-- Textauszug --
◆ ◆ ◆ ◆ ◆
Über 40 deutsche Unternehmen hat das neue Führungs-Team des 1. FC Union, Heiner Bertram/Hans-Joachim Jung, auf der Suche nach einem Hauptsponsoren deswegen nun angeschrieben - kaum die Hälfte der Adressaten machten sich überhaupt die Mühe, dem Verein ihre Ablehnung mitzuteilen. Ein Appell Bertrams im deutschen Fernsehen half Union auch nicht weiter. Das Team weitete deswegen die Suche nach einem Retter auf das Ausland aus. Neben dem US-Amerikaner Vladimir Leska, einem gebürtigen Tschechen, der seit 1994 Slavia Prag mit viel Geld unterstützt, erhielt auch ein anderer bekannter Fußball-Fan einen Brief aus Köpenick: Mohamed Al Fayed.

Am 29. Mai dieses Jahres gab Al Fayed, Eigentümer u. a. des Londoner Nobelkaufhauses Harrod's und des Pariser Ritz, bekannt, daß er den englischen Drittligisten FC Fulham, inklusive einiger Verpflichtungen zum Aufbau des Clubs, für umgerechnet 80 Millionen Mark gekauft habe. Bei der deswegen abgehaltenen Pressekonferenz im Londoner Craven Cottage Stadion gab es nur den besten Champagner - von Harrod's. "Warum trinkt ihr nicht? Trinkt! Trinkt!" ermunterte Al Fayed, dessen Vermögen auf umgerechnet 2,5 Milliarden Mark geschätzt wird, seine Gäste. Die vom Bankett sichtlich beeindruckten Journalisten genossen diese neue Art Pressekonferenz, auf der Al Fayed kurz seine Pläne erläuterte: Fulham bekommt ein modernes Stadion mit 25 000 Sitzplätzen, die oben erwähnten 80 Millionen Mark sind nur als Grundinvestition zu betrachten. Der FC Fulham soll das "Manchester United des Südens" werden. Immer noch nicht klar ist, ob das daraufhin entstehende Gelächter im Saal durch den Champagner oder durch die Neuigkeit verursacht wurde.
◆ ◆ ◆ ◆ ◆
[Daten zur Phrasenverortung]

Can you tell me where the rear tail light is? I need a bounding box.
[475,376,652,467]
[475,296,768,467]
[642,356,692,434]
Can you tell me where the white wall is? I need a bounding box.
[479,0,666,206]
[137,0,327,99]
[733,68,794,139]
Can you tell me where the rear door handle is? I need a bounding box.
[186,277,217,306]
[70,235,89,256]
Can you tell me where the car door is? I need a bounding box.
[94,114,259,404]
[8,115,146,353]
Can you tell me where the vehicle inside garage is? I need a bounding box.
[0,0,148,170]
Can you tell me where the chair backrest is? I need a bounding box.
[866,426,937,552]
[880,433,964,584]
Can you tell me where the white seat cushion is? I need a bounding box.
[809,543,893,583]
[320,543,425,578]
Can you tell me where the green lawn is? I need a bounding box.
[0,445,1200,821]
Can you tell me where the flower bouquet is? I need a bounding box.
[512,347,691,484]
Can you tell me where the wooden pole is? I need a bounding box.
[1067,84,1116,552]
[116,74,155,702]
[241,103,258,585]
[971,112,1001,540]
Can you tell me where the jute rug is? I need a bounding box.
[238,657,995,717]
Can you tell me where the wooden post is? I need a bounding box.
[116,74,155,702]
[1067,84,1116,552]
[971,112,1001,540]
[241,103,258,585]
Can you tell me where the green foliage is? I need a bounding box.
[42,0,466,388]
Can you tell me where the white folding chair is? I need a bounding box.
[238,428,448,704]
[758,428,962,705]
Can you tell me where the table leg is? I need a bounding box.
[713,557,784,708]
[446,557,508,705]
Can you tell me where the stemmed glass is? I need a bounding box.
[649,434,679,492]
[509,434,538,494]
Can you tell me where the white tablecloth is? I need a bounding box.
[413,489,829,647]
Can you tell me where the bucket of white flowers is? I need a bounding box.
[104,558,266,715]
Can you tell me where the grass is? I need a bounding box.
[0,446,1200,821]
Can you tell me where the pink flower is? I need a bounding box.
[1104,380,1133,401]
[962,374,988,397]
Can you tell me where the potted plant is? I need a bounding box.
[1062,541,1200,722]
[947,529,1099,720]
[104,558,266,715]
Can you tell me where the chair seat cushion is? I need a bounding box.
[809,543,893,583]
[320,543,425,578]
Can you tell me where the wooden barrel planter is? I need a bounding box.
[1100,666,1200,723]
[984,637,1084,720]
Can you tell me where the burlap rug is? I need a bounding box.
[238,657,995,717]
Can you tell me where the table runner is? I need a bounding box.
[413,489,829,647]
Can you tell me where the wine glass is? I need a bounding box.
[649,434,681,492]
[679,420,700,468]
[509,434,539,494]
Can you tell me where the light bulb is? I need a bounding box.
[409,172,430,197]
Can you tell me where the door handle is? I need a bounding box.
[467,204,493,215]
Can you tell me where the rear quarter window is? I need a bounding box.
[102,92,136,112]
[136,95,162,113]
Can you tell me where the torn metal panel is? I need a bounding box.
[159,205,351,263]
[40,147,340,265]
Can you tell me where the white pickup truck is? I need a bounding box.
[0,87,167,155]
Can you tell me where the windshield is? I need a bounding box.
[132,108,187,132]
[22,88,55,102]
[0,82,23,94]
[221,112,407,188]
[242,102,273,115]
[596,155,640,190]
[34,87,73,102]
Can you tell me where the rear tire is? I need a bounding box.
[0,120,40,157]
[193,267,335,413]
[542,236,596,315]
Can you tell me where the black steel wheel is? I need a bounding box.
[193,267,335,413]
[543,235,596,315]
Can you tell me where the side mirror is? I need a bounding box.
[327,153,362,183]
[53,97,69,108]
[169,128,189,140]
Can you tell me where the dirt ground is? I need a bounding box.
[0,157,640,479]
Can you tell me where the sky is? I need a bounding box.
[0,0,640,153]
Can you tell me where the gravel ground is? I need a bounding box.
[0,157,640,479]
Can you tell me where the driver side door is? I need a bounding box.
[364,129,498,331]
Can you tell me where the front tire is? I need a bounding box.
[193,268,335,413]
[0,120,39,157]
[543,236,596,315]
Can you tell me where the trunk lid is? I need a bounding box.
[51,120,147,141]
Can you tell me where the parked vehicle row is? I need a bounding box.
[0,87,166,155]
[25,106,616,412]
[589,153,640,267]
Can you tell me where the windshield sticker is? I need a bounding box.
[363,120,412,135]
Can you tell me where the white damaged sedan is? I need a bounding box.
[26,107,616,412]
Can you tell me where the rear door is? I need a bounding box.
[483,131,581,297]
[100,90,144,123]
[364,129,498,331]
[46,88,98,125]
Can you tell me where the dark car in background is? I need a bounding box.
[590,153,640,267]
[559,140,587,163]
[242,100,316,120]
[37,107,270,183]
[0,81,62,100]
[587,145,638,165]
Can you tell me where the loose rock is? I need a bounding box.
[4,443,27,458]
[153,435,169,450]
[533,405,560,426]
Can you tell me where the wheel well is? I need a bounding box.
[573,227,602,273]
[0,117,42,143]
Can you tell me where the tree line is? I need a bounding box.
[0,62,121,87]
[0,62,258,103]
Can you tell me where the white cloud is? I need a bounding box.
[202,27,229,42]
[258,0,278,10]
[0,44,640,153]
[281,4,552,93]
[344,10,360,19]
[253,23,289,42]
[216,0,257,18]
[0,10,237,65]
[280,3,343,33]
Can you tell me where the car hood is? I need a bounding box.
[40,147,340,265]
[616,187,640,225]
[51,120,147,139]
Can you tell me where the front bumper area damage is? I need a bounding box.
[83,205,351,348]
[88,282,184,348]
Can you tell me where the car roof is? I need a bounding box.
◆ ◆ ◆ ◆ ◆
-- Aufgabe 1 --
Gib aus dem Text über die Sponsorensuche des 1. FC Union alles von „Über 40 deutsche“ bis hinunter zu „Mohamed Al Fayed.“ wortgetreu wieder.
-- Aufgabe 2 --
Nenne alle Personen, die im Text über die Sponsorensuche des 1. FC Union mit vollem Namen genannt werden.
-- Aufgabe 3 --
Schreibe den Text über die Sponsorensuche des 1. FC Union im Anschluss an seinen letzten Satz weiter.

-- Antwortfeld 1 --
Über 40 deutsche Unternehmen hat das neue Führungs-Team des 1. FC Union, Heiner Bertram/Hans-Joachim Jung, auf der Suche nach einem Hauptsponsoren deswegen nun angeschrieben - kaum die Hälfte der Adressaten machten sich überhaupt die Mühe, dem Verein ihre Ablehnung mitzuteilen. Ein Appell Bertrams im deutschen Fernsehen half Union auch nicht weiter. Das Team weitete deswegen die Suche nach einem Retter auf das Ausland aus. Neben dem US-Amerikaner Vladimir Leska, einem gebürtigen Tschechen, der seit 1994 Slavia Prag mit viel Geld unterstützt, erhielt auch ein anderer bekannter Fußball-Fan einen Brief aus Köpenick: Mohamed Al Fayed.

-- Antwortfeld 2 --
Heiner Bertram, Hans-Joachim Jung, Vladimir Leska, Mohamed Al Fayed

-- Antwortfeld 3 --
Vier Monate später versammelten sich wieder über 200 Journalisten im Craven Cottage Stadion, um Champagner zu trinken und zu erfahren, wer den FC Fulham in die englischen Premier League führen soll. Auch 23 echte Fans warteten hoffnungsvoll auf das "Harrod's Dream Team" und wurden nicht enttäuscht: Die neue Starbesatzung heißt Ray Wilkins/Kevin Keegan. Der bisherige Trainer, Micky Adams, der gerade den Aufstieg in die dritte Liga geschafft hatte, war überflüssig geworden. Eine Abfindung von umgerechnet 750 000 Mark überzeugte Adams, seinen Hut zu nehmen und erst mal Urlaub zu machen. Ray Wilkins, der neue Trainer, war in früheren Jahren Kapitän der englischen Nationalmannschaft - wie der neue Präsident des Klubs, Kevin Keegan. Keegan hatte schon dem FC Newcastle aus der Zweiten Liga in die Premier League geholfen, der Verein wird nun an der Londoner Börse notiert. Der erwünschte Erfolg blieb allerdings aus, die 100 Millionen Mark teure Newcastle-Mannschaft wurde auch in der dritten Saison in der Premier League nur Vizemeister - hinter Manchester United. Im Januar verließ Keegan den Verein, nachdem die Aktionäre starken Druck auf ihn ausgeübt hatten, einige Spieler zu verkaufen, um den Aktien-Gewinn zu steigern.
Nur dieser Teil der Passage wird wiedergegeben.